Task instructions ->
A: Please decide whether each statement below agrees with the biopile introduction, answering yes or no and quoting the words of the text that decide it. (i) A biopile treats soil in place, without excavating it. (ii) The piles sit on an impermeable base or pad fitted with aeration. (iii) Off-gas treatment is a required part of every biopile.
B: Extend the biopile introduction past its last sentence.

Reading text ->

Biopile System Schematic
This information may be reproduced without restriction as long as the source attribution is included.
Biopile System Schematic

Introduction

A biopile is an ex situ treatment technology that leverages biological processes to convert contaminants to low-toxicity byproducts. Excavated soil or sediment is placed in piles onto an impermeable base or pad equipped with aeration to optimize and control the rate of biodegradation. Pads typically are constructed with a cover and adequate drainage to manage exposure to precipitation and with probes to monitor temperature, moisture content, and contaminant concentrations. Optional equipment can include a moisture addition system, leachate collection system, and off-gas treatment based on site-specific properties and regulatory requirements (NFESC, 1996).

Saved entries:
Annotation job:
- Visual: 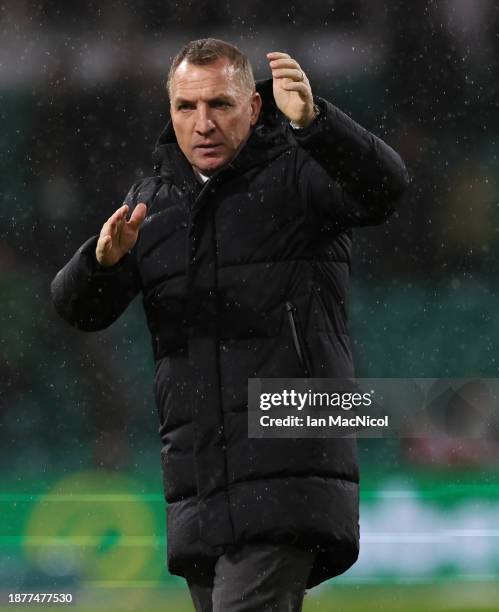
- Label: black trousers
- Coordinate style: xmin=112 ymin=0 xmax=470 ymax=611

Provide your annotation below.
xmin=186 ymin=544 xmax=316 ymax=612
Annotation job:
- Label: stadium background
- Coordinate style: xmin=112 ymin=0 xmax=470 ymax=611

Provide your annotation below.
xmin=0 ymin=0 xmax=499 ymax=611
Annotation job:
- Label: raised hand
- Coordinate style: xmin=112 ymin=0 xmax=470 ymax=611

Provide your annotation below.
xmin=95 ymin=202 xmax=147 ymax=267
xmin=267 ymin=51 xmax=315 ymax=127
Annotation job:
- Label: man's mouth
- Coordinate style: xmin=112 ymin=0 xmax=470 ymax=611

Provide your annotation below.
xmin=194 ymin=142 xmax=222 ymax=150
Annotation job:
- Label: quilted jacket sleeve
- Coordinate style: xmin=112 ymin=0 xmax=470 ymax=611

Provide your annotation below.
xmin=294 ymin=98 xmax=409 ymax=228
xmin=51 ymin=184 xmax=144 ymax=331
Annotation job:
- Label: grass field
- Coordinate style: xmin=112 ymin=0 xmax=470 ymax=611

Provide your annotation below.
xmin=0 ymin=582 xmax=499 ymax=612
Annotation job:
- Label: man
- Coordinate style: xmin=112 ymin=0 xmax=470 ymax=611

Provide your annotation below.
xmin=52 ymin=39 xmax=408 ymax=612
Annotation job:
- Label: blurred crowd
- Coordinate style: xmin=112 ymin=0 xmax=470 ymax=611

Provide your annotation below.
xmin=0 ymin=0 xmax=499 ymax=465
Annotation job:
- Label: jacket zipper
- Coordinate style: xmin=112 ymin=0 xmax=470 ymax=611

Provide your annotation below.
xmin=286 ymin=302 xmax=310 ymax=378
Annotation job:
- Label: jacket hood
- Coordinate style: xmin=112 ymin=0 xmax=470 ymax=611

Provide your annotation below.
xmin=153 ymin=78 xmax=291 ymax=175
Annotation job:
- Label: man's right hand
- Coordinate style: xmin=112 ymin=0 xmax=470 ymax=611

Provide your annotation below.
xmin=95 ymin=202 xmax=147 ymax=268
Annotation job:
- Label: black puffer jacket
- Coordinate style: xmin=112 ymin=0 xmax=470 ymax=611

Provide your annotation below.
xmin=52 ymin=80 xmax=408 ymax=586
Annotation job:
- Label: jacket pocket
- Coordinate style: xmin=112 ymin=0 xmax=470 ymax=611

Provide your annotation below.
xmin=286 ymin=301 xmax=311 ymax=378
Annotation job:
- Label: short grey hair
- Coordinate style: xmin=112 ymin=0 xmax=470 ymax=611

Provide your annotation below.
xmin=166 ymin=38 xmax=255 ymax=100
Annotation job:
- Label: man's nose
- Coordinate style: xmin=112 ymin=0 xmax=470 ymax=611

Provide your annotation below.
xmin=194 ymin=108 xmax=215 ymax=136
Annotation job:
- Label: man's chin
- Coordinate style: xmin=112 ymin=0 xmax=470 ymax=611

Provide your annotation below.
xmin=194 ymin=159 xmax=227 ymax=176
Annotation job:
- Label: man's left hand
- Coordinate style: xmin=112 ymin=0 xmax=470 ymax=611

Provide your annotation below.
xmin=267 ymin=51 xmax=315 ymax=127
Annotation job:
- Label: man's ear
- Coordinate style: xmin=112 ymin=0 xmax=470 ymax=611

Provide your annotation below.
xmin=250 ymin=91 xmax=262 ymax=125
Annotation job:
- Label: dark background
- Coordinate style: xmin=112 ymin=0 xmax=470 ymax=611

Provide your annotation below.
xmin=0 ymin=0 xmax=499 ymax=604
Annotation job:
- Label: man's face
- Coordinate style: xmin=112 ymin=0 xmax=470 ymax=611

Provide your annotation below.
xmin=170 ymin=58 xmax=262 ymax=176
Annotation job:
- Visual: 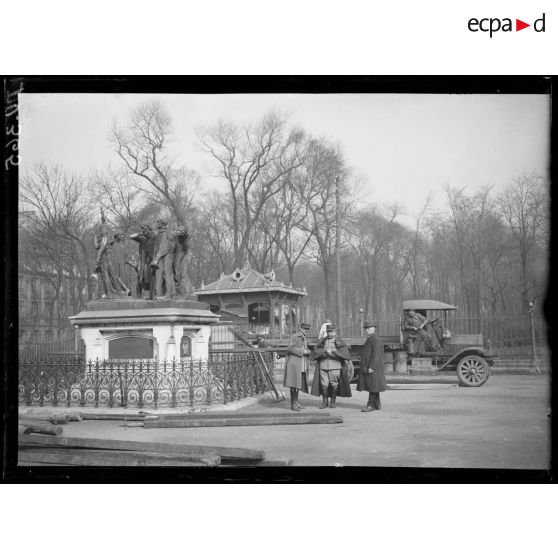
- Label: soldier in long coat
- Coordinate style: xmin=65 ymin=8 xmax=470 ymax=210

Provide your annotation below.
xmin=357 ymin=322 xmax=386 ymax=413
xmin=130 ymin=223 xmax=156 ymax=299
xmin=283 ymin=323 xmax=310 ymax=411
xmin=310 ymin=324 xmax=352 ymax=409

Answer list ->
A:
(i) No: "A biopile is an ex situ treatment technology" and "Excavated soil or sediment is placed in piles."
(ii) Yes: "placed in piles onto an impermeable base or pad equipped with aeration."
(iii) No: "Optional equipment can include a moisture addition system, leachate collection system, and off-gas treatment based on site-specific properties and regulatory requirements."

B:
Other Technology Names

Bioheaps
Biomounds
Heap pile bioremediation
Biocells

Description

Contaminated soil is excavated and placed into localized piles and aerated to stimulate microbial activity to aerobically degrade the contaminants. A biopile is designed and operated to provide optimum temperature, moisture content, aeration, and nutrient conditions to promote rapid biodegradation. In most cases, degradation is achieved by indigenous microorganisms; however, the contaminated soils can be bioaugmented if necessary. A biopile typically is operated so that the pile material temperature rises because of heat produced by the biodegradation process and the higher temperature increases the degradation rate. Biopiles are similar to composting in that amendments may be added to facilitate degradation. However, biopiles are not designed to achieve the high thermophilic temperatures (>50 °C) that are required for composting. Key biopile design considerations include:

  • Dimensions. Biopiles typically are designed to be between 3 and 10 ft high (H). The length (L) and width (W) of the pile are unlimited; however, the overall size (L/W/H) is often determined by the equipment used to construct the pile and space availability.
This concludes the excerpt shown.